**What to work on**
**A)** In the SageMaker notebook, what value is assigned to bucket_name?
**B)** Continue the SageMaker notebook from its final line.

##Importing Important Libraries

Steps to be followed
1.Importing Libraries
2.Creating s3 bucket
3.Mapping train and test data in s3
4.Mapping the path of models in s3

In [13]:
import sagemaker
import boto3
from sagemaker.amazon.amazon_estimator import get_image_uri
from sagemaker.session import s3_input,Session

In [35]:
bucket_name="naaztest456"
my_region=boto3.session.Session().region_name
print(my_region)
print(bucket_name)

us-east-1
naaztest456


In [36]:
s3 = boto3.resource('s3')
try:
    if my_region == 'us-east-1':
        s3.create_bucket(Bucket=bucket_name)
    print('S3 bucket created successfully')
except Exception as e:
    print('S3 error:',e)
    

S3 bucket created successfully


In [38]:
#Output path where trained model is saved

prefix= 'xgboost-as-a-built-in-algo'
output_path='s3://{}/{}/output'.format(bucket_name,prefix)
print(output_path)

s3://naaztest456/xgboost-as-a-built-in-algo/output


Downloading the dataset and storing in s3

In [43]:
import pandas as pd
import urllib
try:
    urllib.request.urlretrieve("http://d1.awsstatic.com/tmt/build-train-deploy-machine-learning-model-sagemaker/bank_clean.27f01fbbdf43271788427f3682996ae29ceca05d.csv","bank_clean.csv")
    print("Success : Downloaded bank_clean.csv")

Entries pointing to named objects
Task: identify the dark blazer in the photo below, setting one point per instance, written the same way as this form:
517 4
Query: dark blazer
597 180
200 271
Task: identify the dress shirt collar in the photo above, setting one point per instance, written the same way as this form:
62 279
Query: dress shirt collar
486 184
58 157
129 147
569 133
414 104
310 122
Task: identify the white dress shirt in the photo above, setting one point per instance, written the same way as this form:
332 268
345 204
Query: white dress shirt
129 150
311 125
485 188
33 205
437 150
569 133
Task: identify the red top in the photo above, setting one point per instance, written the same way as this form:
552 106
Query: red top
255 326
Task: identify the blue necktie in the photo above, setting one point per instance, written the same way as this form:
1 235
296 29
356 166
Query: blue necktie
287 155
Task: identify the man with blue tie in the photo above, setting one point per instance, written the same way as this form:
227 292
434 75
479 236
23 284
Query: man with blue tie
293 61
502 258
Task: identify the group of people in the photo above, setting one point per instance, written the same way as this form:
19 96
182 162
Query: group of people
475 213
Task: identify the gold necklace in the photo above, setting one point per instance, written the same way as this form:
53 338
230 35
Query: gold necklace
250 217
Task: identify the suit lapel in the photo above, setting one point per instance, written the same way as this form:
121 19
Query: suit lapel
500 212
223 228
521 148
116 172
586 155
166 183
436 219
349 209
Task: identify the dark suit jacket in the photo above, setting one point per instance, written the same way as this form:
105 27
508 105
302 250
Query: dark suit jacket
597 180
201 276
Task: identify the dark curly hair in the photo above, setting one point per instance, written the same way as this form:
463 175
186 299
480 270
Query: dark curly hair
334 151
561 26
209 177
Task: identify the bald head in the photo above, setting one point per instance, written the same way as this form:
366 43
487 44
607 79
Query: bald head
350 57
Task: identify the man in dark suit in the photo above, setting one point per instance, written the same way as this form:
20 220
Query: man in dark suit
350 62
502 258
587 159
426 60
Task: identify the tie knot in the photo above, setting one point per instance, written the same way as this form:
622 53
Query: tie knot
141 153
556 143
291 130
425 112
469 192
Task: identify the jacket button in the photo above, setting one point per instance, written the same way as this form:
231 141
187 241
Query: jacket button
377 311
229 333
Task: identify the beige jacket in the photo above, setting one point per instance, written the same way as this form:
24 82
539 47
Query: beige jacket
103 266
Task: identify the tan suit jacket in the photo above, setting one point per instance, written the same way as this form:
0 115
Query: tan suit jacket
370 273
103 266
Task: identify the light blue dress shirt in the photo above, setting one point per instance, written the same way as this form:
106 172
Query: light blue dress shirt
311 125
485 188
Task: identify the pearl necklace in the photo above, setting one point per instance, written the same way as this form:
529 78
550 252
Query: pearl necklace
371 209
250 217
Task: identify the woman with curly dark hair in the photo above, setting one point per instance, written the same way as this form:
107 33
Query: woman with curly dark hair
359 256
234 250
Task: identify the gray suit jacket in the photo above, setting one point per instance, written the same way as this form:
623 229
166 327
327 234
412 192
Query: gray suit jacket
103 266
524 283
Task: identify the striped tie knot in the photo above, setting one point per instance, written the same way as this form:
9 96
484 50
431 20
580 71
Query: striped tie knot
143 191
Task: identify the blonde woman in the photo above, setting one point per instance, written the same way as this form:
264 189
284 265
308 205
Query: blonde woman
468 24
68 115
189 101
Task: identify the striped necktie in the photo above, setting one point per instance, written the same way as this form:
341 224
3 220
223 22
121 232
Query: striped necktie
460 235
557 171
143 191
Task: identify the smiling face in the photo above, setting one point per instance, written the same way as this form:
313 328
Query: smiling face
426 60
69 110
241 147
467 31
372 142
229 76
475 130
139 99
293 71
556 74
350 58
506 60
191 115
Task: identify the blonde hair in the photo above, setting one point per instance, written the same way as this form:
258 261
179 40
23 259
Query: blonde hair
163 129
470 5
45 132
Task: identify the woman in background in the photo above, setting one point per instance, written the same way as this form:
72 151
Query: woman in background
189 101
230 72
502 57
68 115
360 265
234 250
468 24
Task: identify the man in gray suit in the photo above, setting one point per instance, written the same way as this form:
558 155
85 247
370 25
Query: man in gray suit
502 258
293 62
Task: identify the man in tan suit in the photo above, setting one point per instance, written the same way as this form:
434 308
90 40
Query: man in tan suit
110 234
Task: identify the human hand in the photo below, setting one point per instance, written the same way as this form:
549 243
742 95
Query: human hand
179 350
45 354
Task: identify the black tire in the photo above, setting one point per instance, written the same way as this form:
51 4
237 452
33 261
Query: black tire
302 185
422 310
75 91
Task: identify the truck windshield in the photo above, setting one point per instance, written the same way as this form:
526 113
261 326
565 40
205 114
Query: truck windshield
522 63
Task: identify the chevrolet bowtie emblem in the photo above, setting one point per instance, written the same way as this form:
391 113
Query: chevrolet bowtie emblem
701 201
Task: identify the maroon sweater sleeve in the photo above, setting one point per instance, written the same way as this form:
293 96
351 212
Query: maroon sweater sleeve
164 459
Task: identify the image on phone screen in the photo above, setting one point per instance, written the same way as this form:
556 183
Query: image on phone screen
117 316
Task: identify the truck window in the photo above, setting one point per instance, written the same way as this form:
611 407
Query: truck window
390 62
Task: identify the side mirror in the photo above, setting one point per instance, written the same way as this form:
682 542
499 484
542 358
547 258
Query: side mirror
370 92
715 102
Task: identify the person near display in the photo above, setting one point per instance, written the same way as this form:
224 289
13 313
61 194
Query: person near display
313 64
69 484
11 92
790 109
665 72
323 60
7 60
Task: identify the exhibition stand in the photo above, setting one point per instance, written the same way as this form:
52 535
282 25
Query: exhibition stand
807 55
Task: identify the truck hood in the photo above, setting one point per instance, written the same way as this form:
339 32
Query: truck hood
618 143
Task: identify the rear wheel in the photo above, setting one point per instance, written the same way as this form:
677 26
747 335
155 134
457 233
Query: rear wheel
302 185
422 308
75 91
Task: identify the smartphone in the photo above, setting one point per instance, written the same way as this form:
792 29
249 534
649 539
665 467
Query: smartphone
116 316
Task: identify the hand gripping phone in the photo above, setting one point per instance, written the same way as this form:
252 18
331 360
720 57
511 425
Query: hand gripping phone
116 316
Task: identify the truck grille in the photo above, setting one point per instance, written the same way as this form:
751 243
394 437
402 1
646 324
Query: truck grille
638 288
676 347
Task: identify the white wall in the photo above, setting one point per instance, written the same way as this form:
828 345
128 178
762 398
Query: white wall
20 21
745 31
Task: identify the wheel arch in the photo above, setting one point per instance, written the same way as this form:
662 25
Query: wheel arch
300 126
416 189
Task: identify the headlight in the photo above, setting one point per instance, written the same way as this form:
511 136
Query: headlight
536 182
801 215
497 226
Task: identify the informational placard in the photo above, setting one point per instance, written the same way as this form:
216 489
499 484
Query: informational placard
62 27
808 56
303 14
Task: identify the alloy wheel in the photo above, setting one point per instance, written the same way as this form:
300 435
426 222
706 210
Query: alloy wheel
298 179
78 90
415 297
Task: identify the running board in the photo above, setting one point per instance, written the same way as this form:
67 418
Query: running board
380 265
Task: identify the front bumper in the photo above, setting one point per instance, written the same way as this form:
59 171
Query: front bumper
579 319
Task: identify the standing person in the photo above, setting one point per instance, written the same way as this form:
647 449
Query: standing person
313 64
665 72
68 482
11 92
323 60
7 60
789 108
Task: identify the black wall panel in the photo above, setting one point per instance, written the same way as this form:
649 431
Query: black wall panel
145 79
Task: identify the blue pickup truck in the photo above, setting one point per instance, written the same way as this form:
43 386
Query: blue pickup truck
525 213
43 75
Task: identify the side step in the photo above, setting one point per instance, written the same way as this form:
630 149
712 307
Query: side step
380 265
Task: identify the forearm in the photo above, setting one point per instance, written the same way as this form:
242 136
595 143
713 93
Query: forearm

**Exercise results**
**A)** naaztest456

**B)**
except Exception as e:
    print("Data load Error",e)

try:
    model_data=pd.read_csv('./bank_clean.csv',index_col=0)
    print("Success Data Loaded into DataFrame")
except Exception as e:
    print("Data Load Error ",e)
    
    
    

Success : Downloaded bank_clean.csv
Success Data Loaded into DataFrame


In [45]:
##Train-Test-Split
import numpy as np
train_data,test_data=np.split(model_data.sample(frac=1,random_state=1729),[int(0.7 *len(model_data))])
print(train_data.shape,test_data.shape)

(28831, 61) (12357, 61)


In [52]:
##Saving Train and Test data in s3 buckets
##We startwith train data

import os
pd.concat([train_data['y_yes'],train_data.drop(['y_no','y_yes'],axis=1)],axis=1).to_csv('train.csv',index=False,header=False)

boto3.Session().resource('s3').Bucket(bucket_name).Object(os.path.join(prefix,"train/train.csv")).upload_file('train.csv')
s3_input_train=sagemaker.TrainingInput(s3_data='s3://{}/{}/train'.format(bucket_name,prefix), content_type='csv')

In [53]:
#Test Data into buckets
pd.concat([test_data['y_yes'],test_data.drop(['y_no','y_yes'],axis=1)],axis=1).to_csv('test.csv',index=False,header=False)
boto3.Session().resource('s3').Bucket(bucket_name).Object(os.path.join(prefix,"test/test.csv")).upload_file('test.csv')
s3_input_test=sagemaker.TrainingInput(s3_data='s3://{}/{}/test'.format(bucket_name,prefix), content_type='csv')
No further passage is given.